■ **EXERCISE BRIEF**
Put the lines into a Markdown table with the columns Row and Line, starting at the line that has "# test: locate() drops one marker on the green jacket, one" and stopping after the line that has "Target: yellow banner". Number each row and skip any blank lines.

Recorded data

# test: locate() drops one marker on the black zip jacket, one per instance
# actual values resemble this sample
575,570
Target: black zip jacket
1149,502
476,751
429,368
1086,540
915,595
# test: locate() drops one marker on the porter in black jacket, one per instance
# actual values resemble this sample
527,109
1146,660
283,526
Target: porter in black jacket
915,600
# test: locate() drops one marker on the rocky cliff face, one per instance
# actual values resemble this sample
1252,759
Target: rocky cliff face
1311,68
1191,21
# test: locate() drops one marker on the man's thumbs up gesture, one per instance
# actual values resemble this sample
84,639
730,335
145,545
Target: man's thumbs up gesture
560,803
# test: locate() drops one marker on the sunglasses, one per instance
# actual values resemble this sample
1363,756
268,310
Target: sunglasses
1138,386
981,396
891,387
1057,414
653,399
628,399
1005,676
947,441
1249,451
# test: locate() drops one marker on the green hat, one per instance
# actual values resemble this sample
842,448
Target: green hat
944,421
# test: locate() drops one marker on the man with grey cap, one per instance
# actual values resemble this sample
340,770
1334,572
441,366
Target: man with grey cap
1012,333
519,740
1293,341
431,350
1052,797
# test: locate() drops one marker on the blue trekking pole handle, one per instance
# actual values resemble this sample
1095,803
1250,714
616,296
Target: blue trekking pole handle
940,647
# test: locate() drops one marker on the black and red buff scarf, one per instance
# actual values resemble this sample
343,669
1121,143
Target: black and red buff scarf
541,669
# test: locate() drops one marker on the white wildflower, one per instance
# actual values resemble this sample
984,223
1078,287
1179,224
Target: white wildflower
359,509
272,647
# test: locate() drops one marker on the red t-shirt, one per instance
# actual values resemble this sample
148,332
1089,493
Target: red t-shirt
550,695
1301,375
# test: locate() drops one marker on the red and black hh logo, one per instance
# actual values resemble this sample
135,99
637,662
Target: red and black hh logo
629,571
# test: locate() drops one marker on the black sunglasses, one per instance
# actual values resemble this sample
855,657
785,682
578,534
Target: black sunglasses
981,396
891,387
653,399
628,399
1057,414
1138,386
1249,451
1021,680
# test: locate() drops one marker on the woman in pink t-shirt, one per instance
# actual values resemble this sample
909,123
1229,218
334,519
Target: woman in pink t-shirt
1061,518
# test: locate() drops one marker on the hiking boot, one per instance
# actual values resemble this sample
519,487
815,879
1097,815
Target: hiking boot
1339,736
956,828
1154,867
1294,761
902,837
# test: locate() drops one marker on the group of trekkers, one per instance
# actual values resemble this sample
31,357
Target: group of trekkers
* * *
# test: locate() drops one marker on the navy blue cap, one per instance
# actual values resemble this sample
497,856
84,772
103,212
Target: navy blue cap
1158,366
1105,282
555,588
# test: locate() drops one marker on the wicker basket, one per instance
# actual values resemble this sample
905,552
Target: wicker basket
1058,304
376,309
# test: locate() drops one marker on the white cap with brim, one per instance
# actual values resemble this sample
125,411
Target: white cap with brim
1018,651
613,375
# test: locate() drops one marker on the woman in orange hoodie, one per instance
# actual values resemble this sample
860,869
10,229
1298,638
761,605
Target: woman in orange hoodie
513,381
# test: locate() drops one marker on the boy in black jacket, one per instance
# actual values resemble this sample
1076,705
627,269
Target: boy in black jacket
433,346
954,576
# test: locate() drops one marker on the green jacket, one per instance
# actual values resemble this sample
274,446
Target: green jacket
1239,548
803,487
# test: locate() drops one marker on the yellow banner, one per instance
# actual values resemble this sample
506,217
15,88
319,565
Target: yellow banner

■ **FINISHED EXERCISE**
| Row | Line |
|---|---|
| 1 | # test: locate() drops one marker on the green jacket, one per instance |
| 2 | # actual values resemble this sample |
| 3 | 274,446 |
| 4 | Target: green jacket |
| 5 | 1239,548 |
| 6 | 803,487 |
| 7 | # test: locate() drops one marker on the yellow banner, one per instance |
| 8 | # actual values resemble this sample |
| 9 | 506,217 |
| 10 | 15,88 |
| 11 | 319,565 |
| 12 | Target: yellow banner |